** COMPITI DA SVOLGERE **
A) Stabilisci se ciascuna delle affermazioni seguenti concorda con il brano selezionato, rispondendo sì o no e citando fra virgolette le parole del brano che lo decidono: (i) chi scrive si dice felice di essere di "sangue impuro"; (ii) secondo il brano, l'Italia è in buona parte meno compatta di una zona di confine; (iii) la battuta sul "sangue impuro" è tradotta dallo sloveno.
B) Nel brano selezionato, che cosa chiedevano sulla porta di casa gli amici del boyfriend sloveno?
C) Trascrivi tutto ciò che va da "Beh, quando ci" giù fino a "armi in pugno." nel brano selezionato, cambiando "tonnellate" in "montagne".

** BRANO SELEZIONATO **
>>>

On Thu, 12 Oct 2000, Andrea Martocchia wrote:

>
>su ogni parola sarebbe da scrivere un romanzo, ma saro' brevissimo:

Ooops, scusa, non avevo visto il tuo messaggio. Fai bene ad essere
brevissimo, io scrivo sempre troppo.


>Qui non si capisce se il fatto che la gente abbia vissuto assieme e
>"prolificato" sia un fatto negativo, un incidente di percorso ("lasciati a
>se stessi..."), oppure un fatto positivo.

Beh, io sono una di quelli: sia come figlia sia come madre. Cercare di
vederlo come positivo o negativo e' gia' farne una bandiera, ma confesso
che io sono di quelli felici di essere di "sangue impuro". Questa e' una
battuta, tradotta dal croato, e riferita al fatto che isterie sulla purezza
del sangue sono venute fuori a bizzeffe nella (ex) Jugoslavia in questi
anni. Ma anche da questa parte del confine ci si marcia, ci son cresciuta
dentro in queste storie, e gia' molto prima delle guerre balcaniche le
bandiere sull' "italianita'" di Trieste mi han sempre dato sui nervi. Non
meno pero' di quegli amici di un mio boyfriend sloveno dei diciott'anni che
sulla porta di casa mi guardavano con sospetto e chiedevano "ali je
slovenka?", e' slovena?

I popoli vanno e vengono, si spostano, si mischiano... In una zona di
confine come questa e' un fatto del quotidiano, e ci insisto su proprio
perche' so bene che l'Italia invece e' in buona parte molto piu' compatta,
quindi puo' esser difficile aver presente questo tipo di realta'. Qui ti
basta fare una cosa banalissima: venti metri di passeggiata in citta'
guardando i cognomi sui campanelli delle case (tu lo sai, stai qui, no?).

Dov'e' che la coesistenza di tanti gruppi diventa un problema?

Beh, quando ci si mette di mezzo la paura.

Quando l' "altro" puo' diventare un nemico e farti del male.

Le guerre balcaniche e la fobia anti-immigranti, se guardi al di sotto
degli slogan, hanno la stessa radice: paura che l' "altro" ti porti via
qualcosa, ti privi delle risorse vitali, o ti faccia in qualche modo
violenza.

E in effetti, al di sotto di fiumi d'inchiostro, tonnellate di libri,
migliaia di carriere accademiche costruite su dotti studi a proposito di
conflitti etnici, quel che e' accaduto nei Balcani e' molto concreto: case
e terre strappate con la forza dagli uni agli altri, beni saccheggiati,
fortune ammassate sul potere costruito con le armi in pugno.

<<<

[Voci del dataset]
>>>

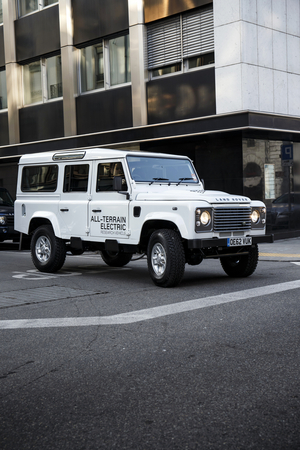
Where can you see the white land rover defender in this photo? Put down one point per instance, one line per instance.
(123, 203)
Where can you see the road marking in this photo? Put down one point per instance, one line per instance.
(283, 255)
(151, 313)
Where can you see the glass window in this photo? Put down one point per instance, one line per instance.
(54, 77)
(46, 69)
(168, 170)
(27, 6)
(203, 60)
(181, 42)
(166, 70)
(39, 178)
(119, 60)
(92, 68)
(49, 2)
(106, 173)
(32, 79)
(76, 178)
(3, 91)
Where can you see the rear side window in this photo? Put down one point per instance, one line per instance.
(76, 178)
(39, 178)
(106, 174)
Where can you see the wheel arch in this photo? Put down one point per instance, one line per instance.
(152, 225)
(46, 219)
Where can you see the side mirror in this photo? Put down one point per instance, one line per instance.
(117, 184)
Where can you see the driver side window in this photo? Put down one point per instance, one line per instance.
(106, 173)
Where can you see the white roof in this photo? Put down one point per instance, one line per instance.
(85, 154)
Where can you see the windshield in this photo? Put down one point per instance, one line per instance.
(5, 198)
(161, 170)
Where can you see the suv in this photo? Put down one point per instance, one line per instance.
(123, 203)
(7, 231)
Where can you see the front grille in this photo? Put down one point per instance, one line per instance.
(232, 219)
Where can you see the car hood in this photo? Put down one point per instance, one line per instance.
(213, 197)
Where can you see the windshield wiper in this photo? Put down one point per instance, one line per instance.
(183, 179)
(159, 179)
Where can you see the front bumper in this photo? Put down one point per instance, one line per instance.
(222, 242)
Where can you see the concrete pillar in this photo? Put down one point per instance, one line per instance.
(13, 71)
(69, 78)
(137, 38)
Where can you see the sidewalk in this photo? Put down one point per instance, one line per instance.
(281, 250)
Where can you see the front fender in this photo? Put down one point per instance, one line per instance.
(169, 217)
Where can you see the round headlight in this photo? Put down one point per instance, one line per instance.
(255, 216)
(205, 218)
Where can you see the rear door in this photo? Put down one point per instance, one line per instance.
(108, 209)
(73, 206)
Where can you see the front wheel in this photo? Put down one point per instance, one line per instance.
(116, 259)
(48, 252)
(241, 266)
(166, 258)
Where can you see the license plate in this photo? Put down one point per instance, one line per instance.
(238, 242)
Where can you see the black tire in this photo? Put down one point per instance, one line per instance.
(116, 259)
(241, 266)
(166, 258)
(48, 252)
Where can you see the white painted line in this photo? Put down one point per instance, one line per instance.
(151, 313)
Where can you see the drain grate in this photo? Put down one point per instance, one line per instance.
(39, 295)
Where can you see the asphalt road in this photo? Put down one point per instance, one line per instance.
(100, 358)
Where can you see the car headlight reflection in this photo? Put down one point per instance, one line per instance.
(255, 216)
(205, 218)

<<<

** RISPOSTE PER COMPITO **
A)
(i) Sì: "confesso che io sono di quelli felici di essere di "sangue impuro"".
(ii) No: "l'Italia invece e' in buona parte molto piu' compatta".
(iii) No: "Questa e' una battuta, tradotta dal croato".

B) Chiedevano "ali je slovenka?", cioè "e' slovena?".

C)
Beh, quando ci si mette di mezzo la paura.

Quando l' "altro" puo' diventare un nemico e farti del male.

Le guerre balcaniche e la fobia anti-immigranti, se guardi al di sotto
degli slogan, hanno la stessa radice: paura che l' "altro" ti porti via
qualcosa, ti privi delle risorse vitali, o ti faccia in qualche modo
violenza.

E in effetti, al di sotto di fiumi d'inchiostro, montagne di libri,
migliaia di carriere accademiche costruite su dotti studi a proposito di
conflitti etnici, quel che e' accaduto nei Balcani e' molto concreto: case
e terre strappate con la forza dagli uni agli altri, beni saccheggiati,
fortune ammassate sul potere costruito con le armi in pugno.